> **EXERCISE REQUIREMENTS**
Write the entries below out again in full. Match every character.

Natural language region descriptions:

· · · · · · ·

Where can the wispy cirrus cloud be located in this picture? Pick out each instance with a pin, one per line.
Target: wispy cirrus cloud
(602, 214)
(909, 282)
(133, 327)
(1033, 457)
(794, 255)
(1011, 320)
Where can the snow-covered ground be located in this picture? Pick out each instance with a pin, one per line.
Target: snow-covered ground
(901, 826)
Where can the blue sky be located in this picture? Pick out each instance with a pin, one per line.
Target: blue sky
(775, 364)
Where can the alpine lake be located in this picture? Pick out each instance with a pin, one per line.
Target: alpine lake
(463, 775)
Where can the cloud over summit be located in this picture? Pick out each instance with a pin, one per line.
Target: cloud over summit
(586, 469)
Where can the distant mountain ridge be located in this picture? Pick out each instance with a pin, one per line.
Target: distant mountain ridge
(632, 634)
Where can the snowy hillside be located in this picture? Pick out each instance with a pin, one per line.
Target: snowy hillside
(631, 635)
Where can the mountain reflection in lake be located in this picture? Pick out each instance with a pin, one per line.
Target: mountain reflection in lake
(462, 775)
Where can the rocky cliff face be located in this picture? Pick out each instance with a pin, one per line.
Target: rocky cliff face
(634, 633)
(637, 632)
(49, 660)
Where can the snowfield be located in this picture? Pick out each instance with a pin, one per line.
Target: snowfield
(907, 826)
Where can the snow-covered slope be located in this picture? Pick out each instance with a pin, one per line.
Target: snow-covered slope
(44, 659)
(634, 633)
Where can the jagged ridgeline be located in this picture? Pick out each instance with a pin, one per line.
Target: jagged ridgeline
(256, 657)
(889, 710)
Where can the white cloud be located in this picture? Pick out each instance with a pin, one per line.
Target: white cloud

· · · · · · ·

> **ANSWER SECTION**
Where can the wispy cirrus cloud be located in this picture? Pick out each instance with a pin, one per line.
Target: wispy cirrus cloud
(602, 214)
(909, 282)
(133, 327)
(1033, 457)
(794, 255)
(1011, 320)
Where can the snow-covered ground be located in this picture? Pick out each instance with a pin, one per line.
Target: snow-covered ground
(901, 826)
Where can the blue sky be located in this picture? Pick out each instance with a pin, one per line.
Target: blue sky
(775, 364)
Where can the alpine lake be located in this picture? Pick out each instance with a pin, one per line.
Target: alpine lake
(463, 775)
Where can the cloud over summit be located in this picture? Pick out each instance with a pin, one per line.
Target: cloud over summit
(586, 469)
Where can the distant mountain ridge be located in this picture? Pick out each instance with a pin, one per line.
Target: distant mountain ridge
(632, 634)
Where can the snowy hillside be located in this picture? Pick out each instance with a pin, one per line.
Target: snowy hillside
(631, 635)
Where can the mountain reflection in lake be located in this picture? Pick out each instance with a pin, one per line.
Target: mountain reflection in lake
(462, 775)
Where can the rocky cliff face be located in this picture? Pick out each instance with a pin, one per line.
Target: rocky cliff face
(634, 633)
(637, 632)
(49, 660)
Where can the snowfield be located in this picture? Pick out each instance with a pin, one per line.
Target: snowfield
(907, 826)
Where can the snow-covered slope be located in this picture? Pick out each instance with a pin, one per line.
Target: snow-covered slope
(44, 659)
(634, 633)
Where can the jagged ridgeline be located in this picture? Pick out each instance with a pin, one per line.
Target: jagged ridgeline
(256, 657)
(889, 710)
Where can the white cloud be located in this picture? Pick out each instance with a pin, one per line.
Target: white cloud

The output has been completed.